**Directive A**
From the listing below, pull out every line that contains the string "baby". Matching is case-sensitive.

━━━━━━━━━━━━━━━━

Personally, I myself am a huge fan of Disney movies. I think they are really enjoyable to watch and can teach many valuable life lessons to the people who watch them. However – let’s face it – the purpose of Disney movies is chiefly to entertain; scientific accuracy is not their primary aim. So, Disney movies, though still wonderful, are oftentimes very inaccurate in their portrayal of various scientific aspects. The following are some science errors that have appeared over the years in Disney movies.
The Lion King (1994)
In the Disney movie The Lion King, there are some inconsistencies between one of the main characters and his real-life animal counterpart. In the movie, there is a wise old monkey named Rafiki, who describes himself as a baboon. However, this is incorrect; rather than being purely baboon-like, Rafiki more closely resembles a mix between a baboon and a different type of monkey: a mandrill. One defining feature of any mandrill is its colourful, blue-and-red face. Rafiki does have this particular feature, whereas a baboon’s face is usually a dull shade of pink, brown, or gray. However, Rafiki is not exactly like a mandrill because he has a tail like a baboon; mandrills do not have tails.
Finding Nemo (2003)
At the beginning of the movie Finding Nemo, a barracuda kills a clownfish named Coral, along with all except one of her soon-to-be-hatched eggs. Marlin, another clownfish who was Coral’s husband before she died, vows to protect the one remaining egg; when it hatches, he raises their son, Nemo, by himself. However, this movie is scientifically inaccurate because clownfish are “sequential hermaphrodites“. To explain further, each group of clownfish lives together in one anemone. The largest in the group of clownfish is its sole female, with all the others being male. Every clownfish that is born into the group also develops as a male. When the female dies, the group’s next largest fish then becomes a female. If the creators of Finding Nemo had included this fact in the movie, after the death of Coral, Nemo would still have been male; however, Marlin would have become a female clownfish. Then, if Marlin died, Nemo would have become a female as well.

━━━━━━━━━━━━━━━━

**Directive B**
According to the passage on Disney science errors, which clownfish in a group is its sole female?

Source data:
━━━━━━━━━━━━━━━━

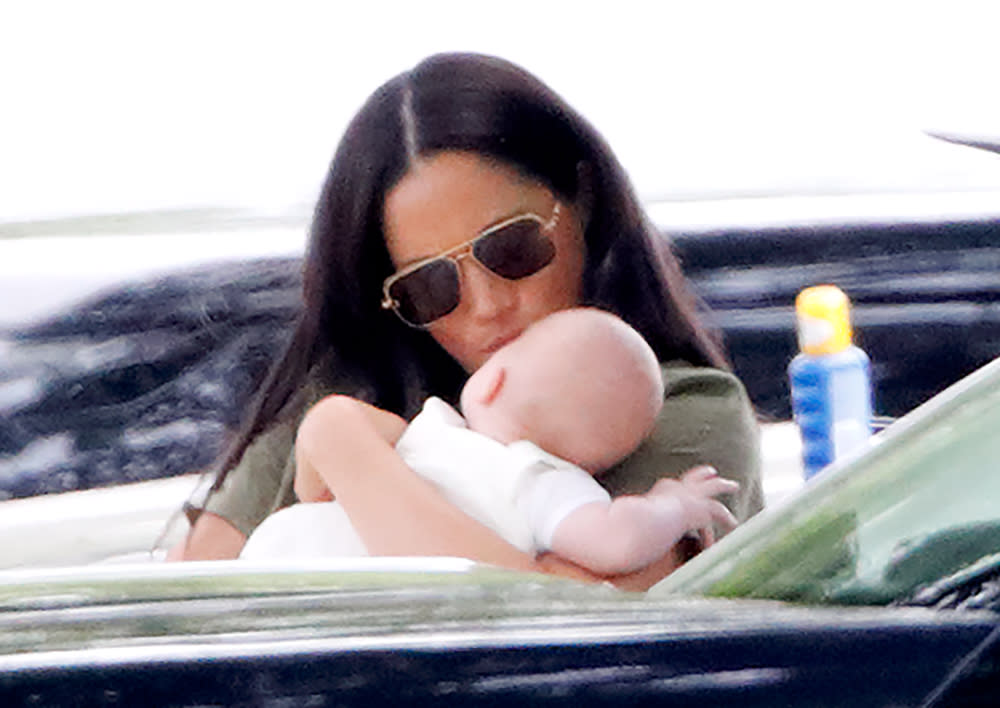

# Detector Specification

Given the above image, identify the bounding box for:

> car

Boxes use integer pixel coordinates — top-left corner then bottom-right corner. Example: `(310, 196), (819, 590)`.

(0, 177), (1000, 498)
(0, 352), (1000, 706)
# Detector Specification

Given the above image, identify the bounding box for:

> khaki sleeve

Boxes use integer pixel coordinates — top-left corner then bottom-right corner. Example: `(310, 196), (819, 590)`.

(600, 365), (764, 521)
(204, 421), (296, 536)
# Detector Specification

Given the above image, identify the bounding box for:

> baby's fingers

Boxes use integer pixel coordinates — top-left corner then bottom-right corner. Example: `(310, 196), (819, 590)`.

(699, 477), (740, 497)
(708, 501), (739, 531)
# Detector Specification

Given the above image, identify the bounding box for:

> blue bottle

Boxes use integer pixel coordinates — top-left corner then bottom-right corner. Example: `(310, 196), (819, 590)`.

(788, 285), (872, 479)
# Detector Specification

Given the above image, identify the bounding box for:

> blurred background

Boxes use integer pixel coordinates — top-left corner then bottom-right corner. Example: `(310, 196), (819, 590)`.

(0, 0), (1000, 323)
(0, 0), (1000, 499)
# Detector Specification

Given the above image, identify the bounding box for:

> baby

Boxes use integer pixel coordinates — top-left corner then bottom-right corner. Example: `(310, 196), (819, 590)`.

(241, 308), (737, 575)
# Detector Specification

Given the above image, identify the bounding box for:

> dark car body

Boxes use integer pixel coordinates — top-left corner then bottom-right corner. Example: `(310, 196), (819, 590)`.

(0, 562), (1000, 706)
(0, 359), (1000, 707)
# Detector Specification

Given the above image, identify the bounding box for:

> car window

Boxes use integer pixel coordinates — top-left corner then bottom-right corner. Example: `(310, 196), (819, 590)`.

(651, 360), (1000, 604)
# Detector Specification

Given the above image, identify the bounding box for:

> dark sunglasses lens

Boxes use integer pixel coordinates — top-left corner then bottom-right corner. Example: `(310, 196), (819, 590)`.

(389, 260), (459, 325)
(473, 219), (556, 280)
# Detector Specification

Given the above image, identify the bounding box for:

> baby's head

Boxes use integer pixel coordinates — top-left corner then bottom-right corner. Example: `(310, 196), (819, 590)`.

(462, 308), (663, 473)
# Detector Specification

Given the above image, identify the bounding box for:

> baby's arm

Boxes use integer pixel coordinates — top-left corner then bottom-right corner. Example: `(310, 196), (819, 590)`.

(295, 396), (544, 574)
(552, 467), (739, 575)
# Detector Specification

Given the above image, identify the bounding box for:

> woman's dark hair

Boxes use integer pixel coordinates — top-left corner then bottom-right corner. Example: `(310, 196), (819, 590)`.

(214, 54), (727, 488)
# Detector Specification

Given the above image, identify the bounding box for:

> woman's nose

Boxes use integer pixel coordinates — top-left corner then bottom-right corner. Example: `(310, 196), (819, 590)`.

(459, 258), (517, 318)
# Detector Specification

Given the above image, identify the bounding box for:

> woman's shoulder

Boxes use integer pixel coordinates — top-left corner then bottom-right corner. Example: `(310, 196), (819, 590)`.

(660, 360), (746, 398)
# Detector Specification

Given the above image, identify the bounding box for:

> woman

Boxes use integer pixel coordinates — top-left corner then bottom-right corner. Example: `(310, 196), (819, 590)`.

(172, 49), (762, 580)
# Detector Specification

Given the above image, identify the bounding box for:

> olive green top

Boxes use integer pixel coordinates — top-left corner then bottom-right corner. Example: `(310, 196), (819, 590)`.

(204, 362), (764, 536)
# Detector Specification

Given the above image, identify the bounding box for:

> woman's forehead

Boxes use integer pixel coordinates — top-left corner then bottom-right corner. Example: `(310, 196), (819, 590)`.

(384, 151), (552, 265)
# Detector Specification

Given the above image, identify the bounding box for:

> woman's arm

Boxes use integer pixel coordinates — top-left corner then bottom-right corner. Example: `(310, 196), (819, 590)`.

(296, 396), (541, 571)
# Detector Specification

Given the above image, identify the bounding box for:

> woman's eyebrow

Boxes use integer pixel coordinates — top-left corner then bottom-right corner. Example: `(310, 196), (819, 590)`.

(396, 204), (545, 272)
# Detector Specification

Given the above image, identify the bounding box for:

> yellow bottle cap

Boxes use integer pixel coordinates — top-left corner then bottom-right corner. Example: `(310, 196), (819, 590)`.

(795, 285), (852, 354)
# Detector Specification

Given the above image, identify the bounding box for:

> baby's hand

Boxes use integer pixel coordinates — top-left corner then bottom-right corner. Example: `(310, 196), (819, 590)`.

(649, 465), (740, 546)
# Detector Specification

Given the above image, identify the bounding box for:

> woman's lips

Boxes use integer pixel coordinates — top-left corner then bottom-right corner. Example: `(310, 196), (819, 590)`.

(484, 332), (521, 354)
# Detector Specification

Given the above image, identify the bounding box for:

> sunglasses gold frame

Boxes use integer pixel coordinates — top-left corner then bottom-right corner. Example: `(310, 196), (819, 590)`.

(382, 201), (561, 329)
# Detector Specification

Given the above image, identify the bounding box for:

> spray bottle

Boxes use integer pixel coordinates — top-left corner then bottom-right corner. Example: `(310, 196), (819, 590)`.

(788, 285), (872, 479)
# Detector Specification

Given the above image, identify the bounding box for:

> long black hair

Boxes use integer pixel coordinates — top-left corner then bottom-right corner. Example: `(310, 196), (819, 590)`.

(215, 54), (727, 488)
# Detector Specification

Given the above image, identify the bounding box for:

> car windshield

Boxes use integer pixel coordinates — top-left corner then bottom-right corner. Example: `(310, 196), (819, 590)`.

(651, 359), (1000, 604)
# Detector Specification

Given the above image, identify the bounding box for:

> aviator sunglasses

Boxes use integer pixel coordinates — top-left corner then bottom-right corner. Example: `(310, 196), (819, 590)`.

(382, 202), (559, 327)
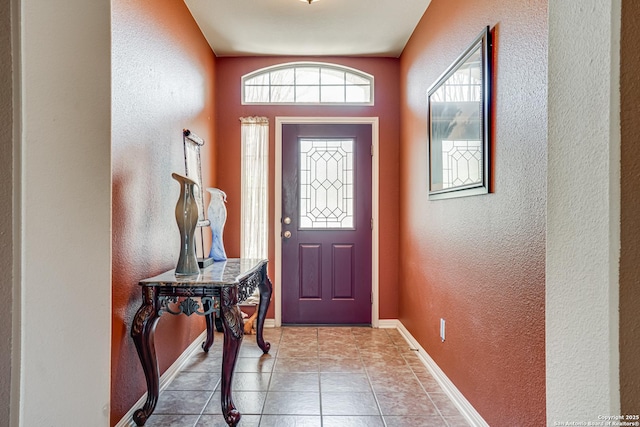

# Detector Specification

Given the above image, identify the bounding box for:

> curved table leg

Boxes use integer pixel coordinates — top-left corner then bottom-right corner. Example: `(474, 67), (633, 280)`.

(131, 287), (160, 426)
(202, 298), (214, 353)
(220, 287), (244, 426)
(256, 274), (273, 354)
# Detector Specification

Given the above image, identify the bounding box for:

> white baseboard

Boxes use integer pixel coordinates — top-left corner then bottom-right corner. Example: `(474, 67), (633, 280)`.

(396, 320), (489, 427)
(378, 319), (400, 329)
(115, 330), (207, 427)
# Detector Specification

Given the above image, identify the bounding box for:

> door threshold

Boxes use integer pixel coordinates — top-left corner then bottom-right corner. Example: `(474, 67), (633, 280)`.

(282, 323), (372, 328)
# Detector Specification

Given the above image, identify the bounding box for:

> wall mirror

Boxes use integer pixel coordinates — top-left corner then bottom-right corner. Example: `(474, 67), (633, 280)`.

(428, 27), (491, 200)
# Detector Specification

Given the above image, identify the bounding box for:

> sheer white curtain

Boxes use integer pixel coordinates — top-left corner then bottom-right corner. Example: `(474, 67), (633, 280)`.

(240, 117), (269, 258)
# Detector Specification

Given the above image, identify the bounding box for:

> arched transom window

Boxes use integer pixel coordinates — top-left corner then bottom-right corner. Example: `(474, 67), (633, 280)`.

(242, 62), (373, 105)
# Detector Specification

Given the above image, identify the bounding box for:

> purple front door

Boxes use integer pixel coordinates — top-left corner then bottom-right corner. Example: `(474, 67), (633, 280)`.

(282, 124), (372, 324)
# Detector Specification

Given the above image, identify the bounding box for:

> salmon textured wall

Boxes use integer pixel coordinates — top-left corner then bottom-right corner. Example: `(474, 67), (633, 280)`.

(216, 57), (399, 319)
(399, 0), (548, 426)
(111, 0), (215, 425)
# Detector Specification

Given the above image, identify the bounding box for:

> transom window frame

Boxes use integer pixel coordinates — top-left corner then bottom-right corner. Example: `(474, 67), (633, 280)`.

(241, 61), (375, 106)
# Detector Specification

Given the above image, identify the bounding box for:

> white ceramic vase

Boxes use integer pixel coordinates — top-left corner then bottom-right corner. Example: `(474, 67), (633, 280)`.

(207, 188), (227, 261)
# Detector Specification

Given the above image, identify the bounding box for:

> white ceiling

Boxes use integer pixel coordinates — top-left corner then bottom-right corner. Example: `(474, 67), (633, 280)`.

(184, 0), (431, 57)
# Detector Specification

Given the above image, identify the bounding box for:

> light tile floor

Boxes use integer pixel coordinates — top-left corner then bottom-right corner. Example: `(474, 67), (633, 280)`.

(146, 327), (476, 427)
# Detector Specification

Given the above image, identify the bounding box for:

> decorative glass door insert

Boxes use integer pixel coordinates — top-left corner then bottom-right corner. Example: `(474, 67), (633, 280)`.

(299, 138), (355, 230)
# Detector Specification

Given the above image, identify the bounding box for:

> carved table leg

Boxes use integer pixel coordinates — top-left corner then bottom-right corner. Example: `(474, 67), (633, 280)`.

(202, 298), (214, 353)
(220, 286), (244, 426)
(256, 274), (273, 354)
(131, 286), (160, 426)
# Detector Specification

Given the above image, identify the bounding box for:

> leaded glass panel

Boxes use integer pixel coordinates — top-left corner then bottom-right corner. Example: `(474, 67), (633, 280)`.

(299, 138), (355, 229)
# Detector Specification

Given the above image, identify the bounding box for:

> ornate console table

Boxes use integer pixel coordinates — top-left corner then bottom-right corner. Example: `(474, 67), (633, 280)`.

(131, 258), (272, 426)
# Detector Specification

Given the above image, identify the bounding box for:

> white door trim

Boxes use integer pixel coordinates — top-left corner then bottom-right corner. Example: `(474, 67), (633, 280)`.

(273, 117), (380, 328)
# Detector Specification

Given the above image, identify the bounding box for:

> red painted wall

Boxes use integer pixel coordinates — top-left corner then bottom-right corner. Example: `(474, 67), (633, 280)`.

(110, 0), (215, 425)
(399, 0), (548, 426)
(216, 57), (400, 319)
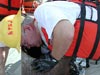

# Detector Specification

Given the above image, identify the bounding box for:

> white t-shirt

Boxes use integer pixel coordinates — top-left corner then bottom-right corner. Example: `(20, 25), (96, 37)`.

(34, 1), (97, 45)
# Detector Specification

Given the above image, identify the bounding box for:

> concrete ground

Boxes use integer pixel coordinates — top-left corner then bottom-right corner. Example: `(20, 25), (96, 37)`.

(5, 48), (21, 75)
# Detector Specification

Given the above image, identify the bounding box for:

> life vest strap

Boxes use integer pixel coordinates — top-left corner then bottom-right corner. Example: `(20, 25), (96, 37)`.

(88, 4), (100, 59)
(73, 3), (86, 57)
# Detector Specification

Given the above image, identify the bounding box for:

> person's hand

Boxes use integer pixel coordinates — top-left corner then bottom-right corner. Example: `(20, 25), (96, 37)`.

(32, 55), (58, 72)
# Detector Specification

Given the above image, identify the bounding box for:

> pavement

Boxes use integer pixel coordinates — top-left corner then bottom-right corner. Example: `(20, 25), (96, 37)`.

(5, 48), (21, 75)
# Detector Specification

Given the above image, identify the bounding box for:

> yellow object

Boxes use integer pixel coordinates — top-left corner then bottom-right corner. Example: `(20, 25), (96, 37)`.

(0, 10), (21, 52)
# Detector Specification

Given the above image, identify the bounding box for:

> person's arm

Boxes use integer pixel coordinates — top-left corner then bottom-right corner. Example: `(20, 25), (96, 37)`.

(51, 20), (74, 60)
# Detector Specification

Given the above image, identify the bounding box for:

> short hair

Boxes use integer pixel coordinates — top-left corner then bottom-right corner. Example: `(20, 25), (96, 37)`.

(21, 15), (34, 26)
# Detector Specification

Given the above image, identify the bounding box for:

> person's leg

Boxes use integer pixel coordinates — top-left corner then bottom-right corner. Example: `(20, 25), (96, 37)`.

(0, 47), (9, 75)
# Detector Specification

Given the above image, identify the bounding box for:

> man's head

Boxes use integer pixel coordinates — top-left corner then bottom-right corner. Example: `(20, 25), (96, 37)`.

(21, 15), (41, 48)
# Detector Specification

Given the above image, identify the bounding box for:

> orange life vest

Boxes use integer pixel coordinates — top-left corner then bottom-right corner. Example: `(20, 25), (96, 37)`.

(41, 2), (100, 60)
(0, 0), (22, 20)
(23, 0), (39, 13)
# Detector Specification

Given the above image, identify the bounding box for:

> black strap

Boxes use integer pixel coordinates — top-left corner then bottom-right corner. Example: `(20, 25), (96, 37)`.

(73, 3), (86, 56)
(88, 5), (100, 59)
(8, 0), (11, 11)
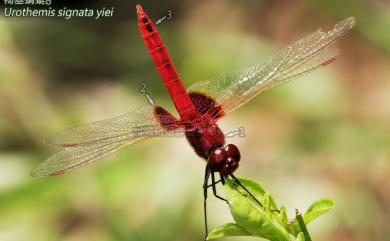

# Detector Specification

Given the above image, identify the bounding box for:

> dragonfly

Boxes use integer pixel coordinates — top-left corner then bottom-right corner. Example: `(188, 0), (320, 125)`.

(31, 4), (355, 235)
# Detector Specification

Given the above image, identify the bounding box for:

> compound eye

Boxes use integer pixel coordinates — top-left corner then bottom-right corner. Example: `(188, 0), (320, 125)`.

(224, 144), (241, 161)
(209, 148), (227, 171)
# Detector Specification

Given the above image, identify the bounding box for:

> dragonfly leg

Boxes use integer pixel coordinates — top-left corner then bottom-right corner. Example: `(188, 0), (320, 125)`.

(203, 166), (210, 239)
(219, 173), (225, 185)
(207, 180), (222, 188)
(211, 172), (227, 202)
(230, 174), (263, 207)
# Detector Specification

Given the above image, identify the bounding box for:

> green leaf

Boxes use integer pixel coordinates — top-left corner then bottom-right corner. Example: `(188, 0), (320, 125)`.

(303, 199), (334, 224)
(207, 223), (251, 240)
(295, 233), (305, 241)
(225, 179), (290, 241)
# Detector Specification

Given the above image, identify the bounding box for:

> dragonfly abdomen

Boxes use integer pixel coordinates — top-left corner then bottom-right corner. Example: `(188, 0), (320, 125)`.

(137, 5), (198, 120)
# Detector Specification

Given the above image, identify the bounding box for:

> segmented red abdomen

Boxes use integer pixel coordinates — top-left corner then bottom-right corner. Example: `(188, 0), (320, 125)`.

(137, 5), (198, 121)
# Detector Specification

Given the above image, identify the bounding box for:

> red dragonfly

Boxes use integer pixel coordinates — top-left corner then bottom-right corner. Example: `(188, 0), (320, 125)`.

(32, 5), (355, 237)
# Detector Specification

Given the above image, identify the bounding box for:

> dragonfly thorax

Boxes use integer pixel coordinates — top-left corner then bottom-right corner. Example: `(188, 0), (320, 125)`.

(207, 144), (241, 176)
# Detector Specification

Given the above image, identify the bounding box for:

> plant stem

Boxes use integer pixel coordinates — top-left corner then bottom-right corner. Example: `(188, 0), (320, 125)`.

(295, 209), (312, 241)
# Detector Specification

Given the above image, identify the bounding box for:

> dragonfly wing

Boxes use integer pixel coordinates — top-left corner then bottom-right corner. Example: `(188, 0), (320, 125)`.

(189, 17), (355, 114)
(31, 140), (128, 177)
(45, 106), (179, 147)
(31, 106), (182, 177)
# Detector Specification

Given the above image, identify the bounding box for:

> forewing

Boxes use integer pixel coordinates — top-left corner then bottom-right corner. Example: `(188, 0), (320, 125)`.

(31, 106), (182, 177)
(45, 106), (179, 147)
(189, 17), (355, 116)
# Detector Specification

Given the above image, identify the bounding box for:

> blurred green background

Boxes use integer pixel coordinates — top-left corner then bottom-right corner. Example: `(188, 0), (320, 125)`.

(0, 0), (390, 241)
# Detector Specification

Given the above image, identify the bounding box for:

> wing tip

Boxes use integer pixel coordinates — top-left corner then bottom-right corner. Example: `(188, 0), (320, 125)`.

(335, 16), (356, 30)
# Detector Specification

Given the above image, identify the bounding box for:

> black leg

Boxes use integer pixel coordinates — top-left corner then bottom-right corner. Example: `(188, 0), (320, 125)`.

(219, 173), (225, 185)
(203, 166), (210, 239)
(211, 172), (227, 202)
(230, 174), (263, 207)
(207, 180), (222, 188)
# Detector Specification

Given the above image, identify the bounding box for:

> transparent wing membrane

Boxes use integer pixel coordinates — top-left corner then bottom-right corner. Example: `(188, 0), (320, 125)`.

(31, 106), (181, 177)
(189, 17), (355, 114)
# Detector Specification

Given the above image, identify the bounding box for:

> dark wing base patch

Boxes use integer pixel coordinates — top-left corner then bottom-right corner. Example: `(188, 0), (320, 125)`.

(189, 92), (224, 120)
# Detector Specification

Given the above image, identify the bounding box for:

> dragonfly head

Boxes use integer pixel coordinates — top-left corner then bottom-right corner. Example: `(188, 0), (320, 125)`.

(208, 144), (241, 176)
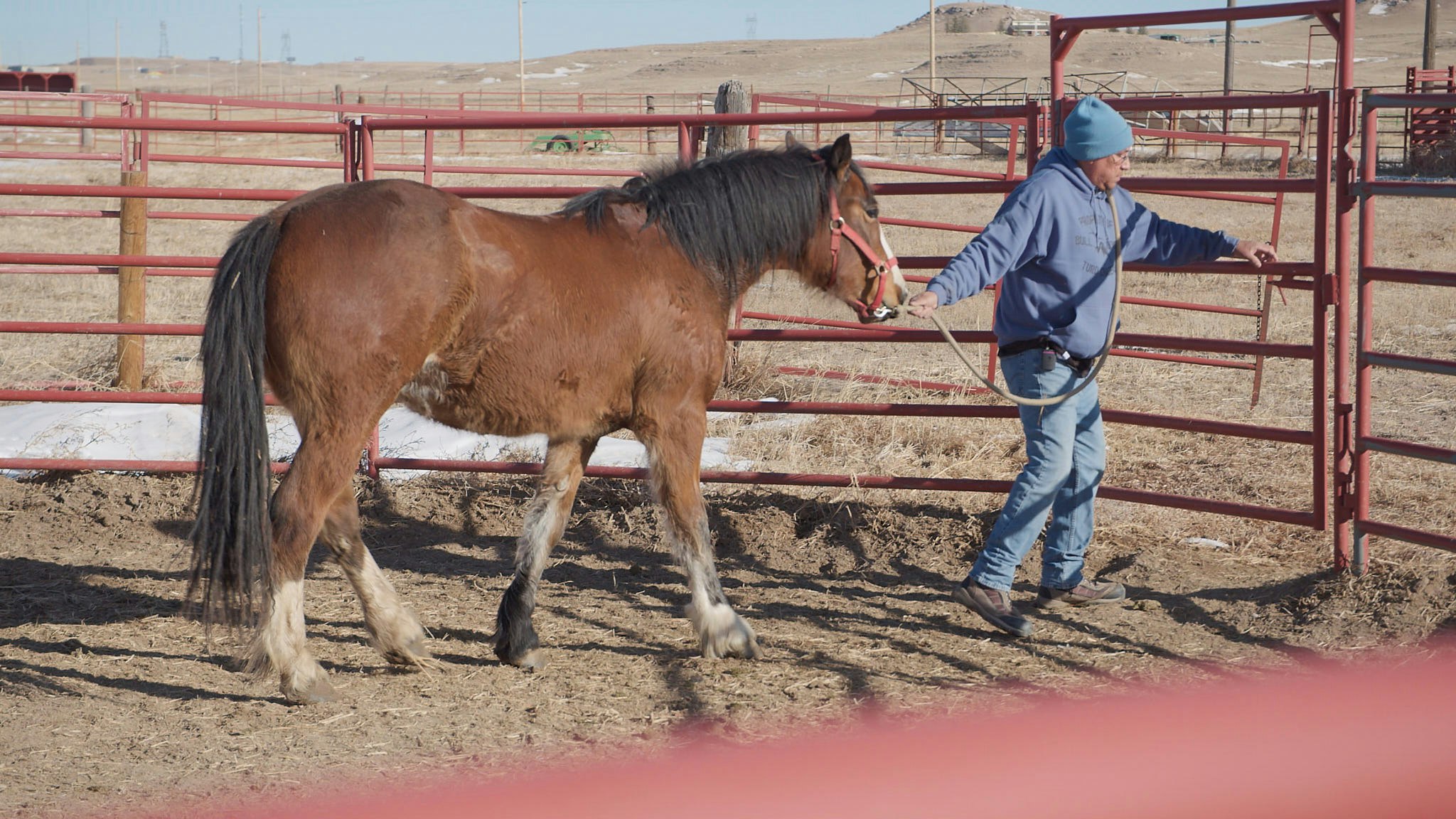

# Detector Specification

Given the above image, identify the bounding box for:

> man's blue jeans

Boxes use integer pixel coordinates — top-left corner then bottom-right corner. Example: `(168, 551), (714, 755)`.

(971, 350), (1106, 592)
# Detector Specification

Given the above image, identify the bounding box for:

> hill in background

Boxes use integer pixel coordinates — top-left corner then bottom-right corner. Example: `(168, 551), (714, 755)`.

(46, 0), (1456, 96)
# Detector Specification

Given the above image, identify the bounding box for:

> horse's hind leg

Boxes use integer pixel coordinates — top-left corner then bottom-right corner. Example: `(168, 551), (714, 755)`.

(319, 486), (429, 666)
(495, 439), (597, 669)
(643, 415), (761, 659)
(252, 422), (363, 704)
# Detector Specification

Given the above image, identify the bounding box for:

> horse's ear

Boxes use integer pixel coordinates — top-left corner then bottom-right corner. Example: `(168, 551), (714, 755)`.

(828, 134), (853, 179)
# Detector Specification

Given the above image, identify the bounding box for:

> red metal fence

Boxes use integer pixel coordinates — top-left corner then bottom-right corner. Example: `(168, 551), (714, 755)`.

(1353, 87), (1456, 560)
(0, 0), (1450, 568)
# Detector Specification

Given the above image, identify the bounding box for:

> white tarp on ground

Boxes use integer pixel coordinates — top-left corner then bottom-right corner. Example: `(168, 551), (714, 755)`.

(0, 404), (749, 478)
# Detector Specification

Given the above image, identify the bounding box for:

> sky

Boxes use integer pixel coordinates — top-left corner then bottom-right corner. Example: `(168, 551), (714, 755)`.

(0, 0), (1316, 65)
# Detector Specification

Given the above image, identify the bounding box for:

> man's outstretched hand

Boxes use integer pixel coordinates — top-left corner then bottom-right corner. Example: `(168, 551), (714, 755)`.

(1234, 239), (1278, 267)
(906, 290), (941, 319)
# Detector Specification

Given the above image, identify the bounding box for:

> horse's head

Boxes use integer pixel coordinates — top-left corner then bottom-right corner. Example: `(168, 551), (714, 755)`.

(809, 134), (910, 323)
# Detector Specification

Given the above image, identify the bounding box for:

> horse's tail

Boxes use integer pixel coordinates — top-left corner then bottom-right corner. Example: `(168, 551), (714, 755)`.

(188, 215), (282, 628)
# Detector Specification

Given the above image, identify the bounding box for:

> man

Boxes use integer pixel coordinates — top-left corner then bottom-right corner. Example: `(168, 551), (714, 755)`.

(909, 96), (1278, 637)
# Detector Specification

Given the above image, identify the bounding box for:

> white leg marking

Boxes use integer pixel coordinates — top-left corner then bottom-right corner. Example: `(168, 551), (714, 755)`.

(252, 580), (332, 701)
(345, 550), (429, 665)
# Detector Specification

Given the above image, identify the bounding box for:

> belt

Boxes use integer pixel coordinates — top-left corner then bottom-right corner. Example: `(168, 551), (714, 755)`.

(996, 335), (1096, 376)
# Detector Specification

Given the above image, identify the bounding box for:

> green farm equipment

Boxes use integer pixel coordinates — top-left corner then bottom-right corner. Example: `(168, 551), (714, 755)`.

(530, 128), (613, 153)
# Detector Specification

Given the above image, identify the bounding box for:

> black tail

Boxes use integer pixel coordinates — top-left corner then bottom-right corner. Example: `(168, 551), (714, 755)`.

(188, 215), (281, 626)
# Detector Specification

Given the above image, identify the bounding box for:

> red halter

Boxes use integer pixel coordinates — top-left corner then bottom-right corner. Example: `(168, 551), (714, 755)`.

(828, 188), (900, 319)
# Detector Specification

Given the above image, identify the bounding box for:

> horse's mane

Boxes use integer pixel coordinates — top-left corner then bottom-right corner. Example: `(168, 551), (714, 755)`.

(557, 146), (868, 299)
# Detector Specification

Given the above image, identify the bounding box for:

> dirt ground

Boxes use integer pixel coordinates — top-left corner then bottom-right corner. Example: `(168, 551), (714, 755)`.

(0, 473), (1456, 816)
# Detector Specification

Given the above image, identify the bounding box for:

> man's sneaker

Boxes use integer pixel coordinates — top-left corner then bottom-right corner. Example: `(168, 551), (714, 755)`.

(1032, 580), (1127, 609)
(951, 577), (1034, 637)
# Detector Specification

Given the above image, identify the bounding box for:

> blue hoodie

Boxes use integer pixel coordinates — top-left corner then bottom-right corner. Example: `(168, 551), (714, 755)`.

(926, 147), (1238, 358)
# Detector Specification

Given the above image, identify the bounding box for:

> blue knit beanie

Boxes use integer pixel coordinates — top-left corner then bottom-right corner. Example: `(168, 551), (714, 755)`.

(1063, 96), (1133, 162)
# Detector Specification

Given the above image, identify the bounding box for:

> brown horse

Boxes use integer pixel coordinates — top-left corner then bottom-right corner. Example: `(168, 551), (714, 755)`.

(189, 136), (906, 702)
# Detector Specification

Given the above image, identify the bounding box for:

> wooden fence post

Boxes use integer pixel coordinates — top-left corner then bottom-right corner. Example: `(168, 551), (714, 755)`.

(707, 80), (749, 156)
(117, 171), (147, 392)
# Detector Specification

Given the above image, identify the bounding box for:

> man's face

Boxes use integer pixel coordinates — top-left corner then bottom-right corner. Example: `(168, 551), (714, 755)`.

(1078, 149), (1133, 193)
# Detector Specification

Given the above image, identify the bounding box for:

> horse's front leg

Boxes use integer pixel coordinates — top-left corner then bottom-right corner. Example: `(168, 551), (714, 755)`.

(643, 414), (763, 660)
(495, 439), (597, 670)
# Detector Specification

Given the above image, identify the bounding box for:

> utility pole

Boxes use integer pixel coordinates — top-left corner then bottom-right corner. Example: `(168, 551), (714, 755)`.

━━━━━━━━━━━━━━━━

**Exercise response A**
> baby's fingers
> baby
> baby's head
> baby's arm
> baby's hand

**Exercise response B**
The largest clownfish in the group.